# Texte extrait:
☆ ☆ ☆ ☆

Ensuite, le spectateur assiste aux nombreuses confessions de femmes de la « middle-class » chez une psychanalyste. Toutes expriment une sexualité triste qu’elles rêvent plus ambitieuse, un appétit qu’elles ne peuvent satisfaire. En effet, la société ne leur permet pas l’épanouissement sexuel qui pourrait être le leur, elles choisissent alors comme soupape la confession sur un divan chaste.
Le dernier sketch présente le quotidien désincarné d’une escort-girl qui, bien que très jeune, est épuisée par une vie de dépravations.
Gerard Damiano frappe, une fois de plus, très fort avec ODYSSEY. Le sketch inaugural (avec la première scène de sexe au bout d’une vingtaine de minutes) offre le spectacle d’une sexualité triste. Même la partouze proposée à nos deux tourtereaux pour ranimer la flamme s’avère nourrie d’une banale imagerie d’Epinal, masques et loups en constituant les seuls ingrédients épicés. Puis tout bascule lorsque l’homme sent le désir revenir et assiste excité à un spectacle transformiste qui le déboussole. La cristalline Sharon Mitchell (à l’époque les actrices ne ressemblaient décidément pas à des bimbos), grimée en homme, administre une fellation dantesque à son partenaire. Gerard Damiano prouve, une fois de plus, son art du contre-pied, prenant sans cesse le désir de la spectatrice et du spectateur à revers. Le mari grisé décide alors de renouer avec le corps de sa femme dans une scène emprunté au BELLE DE JOUR de Luis Bunuel (1967).
Le retour à la sexualité plan-plan constitue, une fois de plus chez ce metteur en scène puritain (un grand paradoxe pour un pornographe, mais c’est aussi ce qui alimente la richesse thématique de son œuvre) la seule solution acceptable. Un point de vue renforcé par l’opposition évidente entre les deux derniers sketchs. Ces ménagères attentionnées perdues entre la maman et la putain vivent une sexualité terne mais… elles vivent !

☆ ☆ ☆ ☆

# Données fournies:
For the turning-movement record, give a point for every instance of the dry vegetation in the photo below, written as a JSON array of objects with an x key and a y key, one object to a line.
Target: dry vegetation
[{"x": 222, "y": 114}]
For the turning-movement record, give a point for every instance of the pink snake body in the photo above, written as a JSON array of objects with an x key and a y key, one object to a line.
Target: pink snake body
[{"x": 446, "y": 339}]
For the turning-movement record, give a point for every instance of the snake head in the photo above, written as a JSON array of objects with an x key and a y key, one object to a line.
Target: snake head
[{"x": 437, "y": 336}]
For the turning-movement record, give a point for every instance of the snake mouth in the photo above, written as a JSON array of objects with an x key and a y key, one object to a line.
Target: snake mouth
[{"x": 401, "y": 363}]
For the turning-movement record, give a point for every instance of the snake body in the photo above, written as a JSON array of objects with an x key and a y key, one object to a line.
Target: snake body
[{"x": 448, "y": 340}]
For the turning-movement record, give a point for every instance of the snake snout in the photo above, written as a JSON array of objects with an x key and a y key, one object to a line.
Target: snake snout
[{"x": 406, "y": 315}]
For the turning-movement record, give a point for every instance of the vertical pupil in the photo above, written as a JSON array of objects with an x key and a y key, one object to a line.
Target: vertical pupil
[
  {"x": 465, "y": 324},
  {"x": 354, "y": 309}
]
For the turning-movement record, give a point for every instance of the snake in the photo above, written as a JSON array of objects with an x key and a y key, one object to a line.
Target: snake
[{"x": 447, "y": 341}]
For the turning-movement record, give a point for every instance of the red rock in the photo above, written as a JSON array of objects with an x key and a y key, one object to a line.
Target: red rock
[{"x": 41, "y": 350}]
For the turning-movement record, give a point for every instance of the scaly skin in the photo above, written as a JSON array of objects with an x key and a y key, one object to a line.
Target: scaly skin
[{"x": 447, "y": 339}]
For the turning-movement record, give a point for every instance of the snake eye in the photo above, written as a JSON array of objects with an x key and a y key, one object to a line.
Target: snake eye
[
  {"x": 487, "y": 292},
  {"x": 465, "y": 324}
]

☆ ☆ ☆ ☆

# Série de tâches:
[A] Traduis en anglais cette phrase de la critique de film : « Gerard Damiano frappe, une fois de plus, très fort avec ODYSSEY. »
[B] Présente sous forme de tableau Markdown les lignes des enregistrements, de la ligne contenant « the snake body » jusqu'à la fin des enregistrements. Utilise les colonnes « Numéro » et « Ligne de l'enregistrement » et laisse de côté les lignes vides.

# Liste des solutions:
[A] Gerard Damiano strikes very hard once again with ODYSSEY.

[B]
| Numéro | Ligne de l'enregistrement |
|---|---|
| 1 | For the turning-movement record, give a point for every instance of the snake body in the photo above, written as a JSON array of objects with an x key and a y key, one object to a line. |
| 2 | Target: snake body |
| 3 | [{"x": 448, "y": 340}] |
| 4 | For the turning-movement record, give a point for every instance of the snake snout in the photo above, written as a JSON array of objects with an x key and a y key, one object to a line. |
| 5 | Target: snake snout |
| 6 | [{"x": 406, "y": 315}] |
| 7 | For the turning-movement record, give a point for every instance of the vertical pupil in the photo above, written as a JSON array of objects with an x key and a y key, one object to a line. |
| 8 | Target: vertical pupil |
| 9 | [ |
| 10 |   {"x": 465, "y": 324}, |
| 11 |   {"x": 354, "y": 309} |
| 12 | ] |
| 13 | For the turning-movement record, give a point for every instance of the snake in the photo above, written as a JSON array of objects with an x key and a y key, one object to a line. |
| 14 | Target: snake |
| 15 | [{"x": 447, "y": 341}] |
| 16 | For the turning-movement record, give a point for every instance of the red rock in the photo above, written as a JSON array of objects with an x key and a y key, one object to a line. |
| 17 | Target: red rock |
| 18 | [{"x": 41, "y": 350}] |
| 19 | For the turning-movement record, give a point for every instance of the scaly skin in the photo above, written as a JSON array of objects with an x key and a y key, one object to a line. |
| 20 | Target: scaly skin |
| 21 | [{"x": 447, "y": 339}] |
| 22 | For the turning-movement record, give a point for every instance of the snake eye in the photo above, written as a JSON array of objects with an x key and a y key, one object to a line. |
| 23 | Target: snake eye |
| 24 | [ |
| 25 |   {"x": 487, "y": 292}, |
| 26 |   {"x": 465, "y": 324} |
| 27 | ] |